__TAREA__
¿Puedes citar del texto sobre la música británica todo lo que va desde «Hace ya bastante» hasta «la composición misma.»?

__FRAGMENTO PARA LEER__

Hace ya bastante tiempo que ando buscando un buen símil que explique la naturaleza un tanto peculiar de la música británica de entre 1890 y 1940. La elección de este período en particular no es gratuita. Hablo, claro está de esa época de renacimiento de la música clásica británica que va desde Elgar hasta Britten. La música británica de esa época tiene en apariencia todos los ingredientes para gustar tanto como la Strauss o Mahler, aunque es un hecho palmario que no es así. 1890-1940 es un período de cambios sustanciales en el lenguaje musical, el público y la composición misma.
En realidad, las peculiaridades británicas aplicadas a la música no son sutilezas, sino una concepción particular de la continuidad musical, del desarrollo, del uso de los colores tonales y, en particular, de una forma muy personal de entender la repetición. Toda esta terminología técnica es en realidad del todo inservible: sus capacidades analíticas carecen del todo de espíritu de síntesis, y dicen muy poco (o nada) a los profanos. Valgan ahora los argumentos ya expuestos en la primer aparte de este artículo como apoyos para esta idea.

Música y Jardines
Por fortuna, esta semana creo haber encontrado una buena comparación que espero sea útil a los lectores para comprender un fenómeno que se resiste a ser explicado en términos puramente musicales. Se trata de las diferencias entre los jardines formales franceses y los jardines británicos. En primer lugar, es preciso aclarar que en Inglaterra no se usa la expresión «jardín británico» (como en Francia tampoco tortilla a la francesa). Esta expresión se emplea en el continente para designar una concepción irregular, con caminos tortuosos y vegetación aparentemente no domesticada, dando una impresión natural.

__LISTADO EXTRAÍDO__
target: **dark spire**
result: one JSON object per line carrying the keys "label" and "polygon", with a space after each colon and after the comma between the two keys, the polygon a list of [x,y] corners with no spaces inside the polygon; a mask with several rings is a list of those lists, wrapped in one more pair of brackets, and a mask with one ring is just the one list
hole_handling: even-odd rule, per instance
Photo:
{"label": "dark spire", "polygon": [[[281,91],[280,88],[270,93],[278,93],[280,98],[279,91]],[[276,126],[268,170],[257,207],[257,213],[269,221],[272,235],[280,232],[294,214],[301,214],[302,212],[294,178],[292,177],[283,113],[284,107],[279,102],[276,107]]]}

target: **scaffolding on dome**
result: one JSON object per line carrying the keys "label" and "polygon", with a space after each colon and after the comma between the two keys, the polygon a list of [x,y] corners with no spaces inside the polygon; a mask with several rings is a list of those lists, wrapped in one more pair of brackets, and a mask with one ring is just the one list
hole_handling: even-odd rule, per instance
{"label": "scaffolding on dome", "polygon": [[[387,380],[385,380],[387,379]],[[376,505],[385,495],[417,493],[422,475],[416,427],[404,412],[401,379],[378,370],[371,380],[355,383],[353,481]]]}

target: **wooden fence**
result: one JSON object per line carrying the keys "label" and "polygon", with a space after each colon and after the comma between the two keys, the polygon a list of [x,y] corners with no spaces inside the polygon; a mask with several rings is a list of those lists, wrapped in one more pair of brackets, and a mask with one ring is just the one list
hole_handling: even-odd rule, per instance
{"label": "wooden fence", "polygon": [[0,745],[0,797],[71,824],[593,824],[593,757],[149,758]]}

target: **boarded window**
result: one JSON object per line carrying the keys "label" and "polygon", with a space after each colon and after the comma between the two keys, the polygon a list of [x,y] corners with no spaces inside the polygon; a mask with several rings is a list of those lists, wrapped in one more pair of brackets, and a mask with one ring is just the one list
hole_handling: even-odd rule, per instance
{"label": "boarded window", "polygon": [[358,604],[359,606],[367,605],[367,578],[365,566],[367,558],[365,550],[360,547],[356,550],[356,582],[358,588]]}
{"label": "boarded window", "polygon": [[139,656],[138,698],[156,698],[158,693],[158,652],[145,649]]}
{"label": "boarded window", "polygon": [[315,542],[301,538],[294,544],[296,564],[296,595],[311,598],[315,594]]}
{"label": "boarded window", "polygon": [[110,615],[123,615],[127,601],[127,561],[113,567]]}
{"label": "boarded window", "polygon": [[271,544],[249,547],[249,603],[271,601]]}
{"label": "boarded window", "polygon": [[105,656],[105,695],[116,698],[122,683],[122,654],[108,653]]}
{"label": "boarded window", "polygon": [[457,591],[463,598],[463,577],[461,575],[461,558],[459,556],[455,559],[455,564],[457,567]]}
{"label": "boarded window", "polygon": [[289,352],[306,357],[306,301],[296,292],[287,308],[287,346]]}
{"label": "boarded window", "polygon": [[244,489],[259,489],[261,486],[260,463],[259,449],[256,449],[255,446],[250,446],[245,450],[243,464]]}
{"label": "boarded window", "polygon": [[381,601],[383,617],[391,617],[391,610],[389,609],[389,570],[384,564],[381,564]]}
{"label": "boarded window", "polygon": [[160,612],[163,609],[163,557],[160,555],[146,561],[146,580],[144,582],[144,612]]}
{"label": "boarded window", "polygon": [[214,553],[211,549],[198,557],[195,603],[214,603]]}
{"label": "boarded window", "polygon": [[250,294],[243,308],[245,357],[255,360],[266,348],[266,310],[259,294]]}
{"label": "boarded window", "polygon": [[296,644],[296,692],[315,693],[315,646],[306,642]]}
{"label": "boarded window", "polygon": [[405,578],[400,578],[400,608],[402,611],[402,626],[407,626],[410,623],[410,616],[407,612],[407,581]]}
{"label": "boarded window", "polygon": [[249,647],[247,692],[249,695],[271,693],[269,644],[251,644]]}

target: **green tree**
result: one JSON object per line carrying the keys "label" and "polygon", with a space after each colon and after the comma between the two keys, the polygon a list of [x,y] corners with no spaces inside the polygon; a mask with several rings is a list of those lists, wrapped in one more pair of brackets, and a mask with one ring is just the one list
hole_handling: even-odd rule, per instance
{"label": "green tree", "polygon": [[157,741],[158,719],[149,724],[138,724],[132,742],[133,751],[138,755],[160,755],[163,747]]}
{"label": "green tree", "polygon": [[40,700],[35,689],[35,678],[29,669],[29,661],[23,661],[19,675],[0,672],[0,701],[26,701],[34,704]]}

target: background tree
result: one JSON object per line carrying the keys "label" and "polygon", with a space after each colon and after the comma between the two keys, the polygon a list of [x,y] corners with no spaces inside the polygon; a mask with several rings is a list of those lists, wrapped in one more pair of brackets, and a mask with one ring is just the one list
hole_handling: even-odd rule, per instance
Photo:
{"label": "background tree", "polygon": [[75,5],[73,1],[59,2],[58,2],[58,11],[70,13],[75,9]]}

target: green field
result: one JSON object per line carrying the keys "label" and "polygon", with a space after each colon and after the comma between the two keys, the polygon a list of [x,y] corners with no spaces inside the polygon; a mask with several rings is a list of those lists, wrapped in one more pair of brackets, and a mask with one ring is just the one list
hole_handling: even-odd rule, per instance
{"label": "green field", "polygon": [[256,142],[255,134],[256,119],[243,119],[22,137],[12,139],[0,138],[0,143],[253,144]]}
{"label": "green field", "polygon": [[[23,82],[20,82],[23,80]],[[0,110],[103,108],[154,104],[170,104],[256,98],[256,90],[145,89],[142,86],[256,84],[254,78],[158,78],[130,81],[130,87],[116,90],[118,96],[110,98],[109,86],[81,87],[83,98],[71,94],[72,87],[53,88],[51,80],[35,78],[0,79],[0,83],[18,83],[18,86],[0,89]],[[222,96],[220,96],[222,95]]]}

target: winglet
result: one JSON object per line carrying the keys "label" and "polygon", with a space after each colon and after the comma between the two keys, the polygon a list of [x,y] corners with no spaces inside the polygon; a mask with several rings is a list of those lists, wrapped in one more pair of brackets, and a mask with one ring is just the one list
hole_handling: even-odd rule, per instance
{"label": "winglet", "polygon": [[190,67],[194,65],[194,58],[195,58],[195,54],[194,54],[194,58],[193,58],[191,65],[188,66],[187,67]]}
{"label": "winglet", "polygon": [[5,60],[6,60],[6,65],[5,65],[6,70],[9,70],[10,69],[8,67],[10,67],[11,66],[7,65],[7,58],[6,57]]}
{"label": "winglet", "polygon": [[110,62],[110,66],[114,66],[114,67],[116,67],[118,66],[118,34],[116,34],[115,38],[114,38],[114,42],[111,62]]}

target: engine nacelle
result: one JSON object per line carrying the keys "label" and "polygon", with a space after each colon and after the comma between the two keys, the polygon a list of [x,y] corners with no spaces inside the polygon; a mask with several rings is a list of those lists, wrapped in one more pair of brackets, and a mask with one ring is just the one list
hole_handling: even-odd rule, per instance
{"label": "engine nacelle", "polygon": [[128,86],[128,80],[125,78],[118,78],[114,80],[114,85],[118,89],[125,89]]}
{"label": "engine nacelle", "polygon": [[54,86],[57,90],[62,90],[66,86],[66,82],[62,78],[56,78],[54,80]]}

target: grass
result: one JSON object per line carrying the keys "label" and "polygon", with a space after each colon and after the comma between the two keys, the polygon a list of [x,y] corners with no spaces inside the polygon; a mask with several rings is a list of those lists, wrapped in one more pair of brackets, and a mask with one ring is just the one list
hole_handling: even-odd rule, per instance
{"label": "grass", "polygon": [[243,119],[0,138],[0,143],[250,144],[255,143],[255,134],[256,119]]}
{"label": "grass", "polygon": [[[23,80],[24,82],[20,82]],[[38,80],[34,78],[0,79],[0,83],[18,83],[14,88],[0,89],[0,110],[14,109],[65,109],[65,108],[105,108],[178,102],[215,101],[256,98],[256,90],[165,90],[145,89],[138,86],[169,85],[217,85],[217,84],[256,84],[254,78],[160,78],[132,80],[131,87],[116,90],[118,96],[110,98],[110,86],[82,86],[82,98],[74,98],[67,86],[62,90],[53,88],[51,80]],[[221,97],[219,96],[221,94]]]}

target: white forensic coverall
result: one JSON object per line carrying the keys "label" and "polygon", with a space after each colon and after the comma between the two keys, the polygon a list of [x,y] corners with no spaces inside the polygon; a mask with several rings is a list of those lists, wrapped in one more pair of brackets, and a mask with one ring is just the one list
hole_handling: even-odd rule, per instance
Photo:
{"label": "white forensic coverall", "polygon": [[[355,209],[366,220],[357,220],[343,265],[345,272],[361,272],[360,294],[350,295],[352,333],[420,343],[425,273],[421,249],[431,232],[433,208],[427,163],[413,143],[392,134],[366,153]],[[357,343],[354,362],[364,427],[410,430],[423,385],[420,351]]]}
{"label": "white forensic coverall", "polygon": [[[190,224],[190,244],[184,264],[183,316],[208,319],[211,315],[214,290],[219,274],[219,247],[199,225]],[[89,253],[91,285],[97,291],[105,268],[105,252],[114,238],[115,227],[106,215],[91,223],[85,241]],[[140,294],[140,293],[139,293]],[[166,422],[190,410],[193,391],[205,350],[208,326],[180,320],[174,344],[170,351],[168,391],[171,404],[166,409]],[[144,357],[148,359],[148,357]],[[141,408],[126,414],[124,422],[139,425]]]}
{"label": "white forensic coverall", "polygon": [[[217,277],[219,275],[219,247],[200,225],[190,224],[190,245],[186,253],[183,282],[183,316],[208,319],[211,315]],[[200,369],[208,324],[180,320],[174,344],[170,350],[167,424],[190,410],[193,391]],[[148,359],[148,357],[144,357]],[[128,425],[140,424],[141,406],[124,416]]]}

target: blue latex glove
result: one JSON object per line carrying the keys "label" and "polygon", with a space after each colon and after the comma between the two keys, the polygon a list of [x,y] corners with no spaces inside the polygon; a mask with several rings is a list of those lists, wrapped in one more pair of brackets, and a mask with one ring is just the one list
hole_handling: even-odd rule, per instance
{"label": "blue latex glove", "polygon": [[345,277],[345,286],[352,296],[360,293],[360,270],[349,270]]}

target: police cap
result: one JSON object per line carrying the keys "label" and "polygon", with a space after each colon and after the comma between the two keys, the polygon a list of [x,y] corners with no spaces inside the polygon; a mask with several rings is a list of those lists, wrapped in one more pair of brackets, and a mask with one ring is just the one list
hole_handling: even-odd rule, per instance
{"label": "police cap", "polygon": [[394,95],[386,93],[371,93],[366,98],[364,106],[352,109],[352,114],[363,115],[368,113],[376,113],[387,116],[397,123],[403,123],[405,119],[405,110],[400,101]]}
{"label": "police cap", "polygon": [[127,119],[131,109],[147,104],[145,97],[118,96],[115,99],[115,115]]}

__RESPUESTA ESCRITA__
Hace ya bastante tiempo que ando buscando un buen símil que explique la naturaleza un tanto peculiar de la música británica de entre 1890 y 1940. La elección de este período en particular no es gratuita. Hablo, claro está de esa época de renacimiento de la música clásica británica que va desde Elgar hasta Britten. La música británica de esa época tiene en apariencia todos los ingredientes para gustar tanto como la Strauss o Mahler, aunque es un hecho palmario que no es así. 1890-1940 es un período de cambios sustanciales en el lenguaje musical, el público y la composición misma.